» **Provided passage**:
────

3

I'm doing a groupBy for calculating a value, but it seems that when I group by, I lose all the fields that are not in the aggregation keys:

filtered.filterNot('site) {s:String => ...}
        .filterNot('date) {s:String => ...}
aggr = filtered.groupBy('id, 'contentHost) { group =>
    group.min('timestamp -> 'min)
    //how do I keep original fields? (eg: site, date)
}

aggr.store(Tsv(...)) //eg: field "site" won't be here

in pig, it would be something like this:

aggr = group filtered by concat('id, 'contentHost);

result = foreach aggr {
  generate flatten(filtered), //how to do this in scalding?
           min(filtered.timestamp) as min;
}
Miguel Ping
  • 18,082
  • 23
  • 88
  • 136

1 Answers1

4

I had the same problem with the tuple API and could only solve it by using the typed API.

────

» **Recorded data**:
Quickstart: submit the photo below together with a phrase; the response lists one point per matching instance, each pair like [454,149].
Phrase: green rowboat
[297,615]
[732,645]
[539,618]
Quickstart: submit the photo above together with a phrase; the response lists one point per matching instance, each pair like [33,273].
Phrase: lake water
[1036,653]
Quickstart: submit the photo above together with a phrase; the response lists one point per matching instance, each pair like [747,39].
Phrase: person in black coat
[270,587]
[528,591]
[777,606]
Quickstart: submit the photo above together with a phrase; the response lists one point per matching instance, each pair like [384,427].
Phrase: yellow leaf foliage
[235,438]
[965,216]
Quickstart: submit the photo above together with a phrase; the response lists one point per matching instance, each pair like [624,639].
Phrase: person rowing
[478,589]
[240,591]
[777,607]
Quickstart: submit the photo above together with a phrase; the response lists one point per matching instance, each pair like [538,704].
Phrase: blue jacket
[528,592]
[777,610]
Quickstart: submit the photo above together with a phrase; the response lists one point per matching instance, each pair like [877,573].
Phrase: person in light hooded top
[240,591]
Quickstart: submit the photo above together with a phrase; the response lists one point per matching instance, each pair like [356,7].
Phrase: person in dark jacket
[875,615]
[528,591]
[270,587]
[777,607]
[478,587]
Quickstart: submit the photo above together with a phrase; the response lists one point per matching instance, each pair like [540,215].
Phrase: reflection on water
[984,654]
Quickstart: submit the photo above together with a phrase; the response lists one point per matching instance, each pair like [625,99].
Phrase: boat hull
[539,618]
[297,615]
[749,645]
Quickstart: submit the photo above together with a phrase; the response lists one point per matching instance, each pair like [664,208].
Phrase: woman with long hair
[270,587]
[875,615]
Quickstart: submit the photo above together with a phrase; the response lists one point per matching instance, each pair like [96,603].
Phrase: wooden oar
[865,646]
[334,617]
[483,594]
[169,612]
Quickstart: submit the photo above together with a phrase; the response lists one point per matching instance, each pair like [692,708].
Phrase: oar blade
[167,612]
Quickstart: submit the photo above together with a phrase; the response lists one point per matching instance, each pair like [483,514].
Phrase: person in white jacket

────

» **Required tasks**:
**a)** Using the Scalding groupBy thread, decide whether each statement agrees with it: (i) after grouping, the asker loses every field that is not among the aggregation keys; (ii) the answerer solved the problem with the tuple API; (iii) in the Pig version, the filtered data is grouped by a concatenation of id and contentHost. For each statement, answer yes or no and quote the words of the thread that decide it.
**b)** Return the portion of the Scalding groupBy thread that begins at the words "in pig, it would" and stops after "this in scalding?".
**c)** Write the next part of the Scalding groupBy thread, picking up after its final sentence.

» **Solved problems**:
**a)**
(i) Yes: "I lose all the fields that are not in the aggregation keys"
(ii) No: "could only solve it by using the typed API"
(iii) Yes: "aggr = group filtered by concat('id, 'contentHost);"

**b)**
in pig, it would be something like this:

aggr = group filtered by concat('id, 'contentHost);

result = foreach aggr {
  generate flatten(filtered), //how to do this in scalding?

**c)**
You can either use Scala tuples or define your own case class outside your job. E.g.:

case class Data(id: String, site: String, date: String, contentHost: String)

Then you'd process it like this:

val filtered: TypedPipe[Data] = TypedPipe.from(Seq(Data("...", "2014-04-14", "...", "...")))

filtered
  .filterNot ( data => data.site == "fr" )
  .filterNot ( data => data.date == "2014-02-01" )
  .groupBy (data => (data.id, data.contentHost)) // (String,String) -> Data
  .min // or .minBy { ... }
  .toTypedPipe
  .write(TypedTsv[((String, String), Data)]("/path/"))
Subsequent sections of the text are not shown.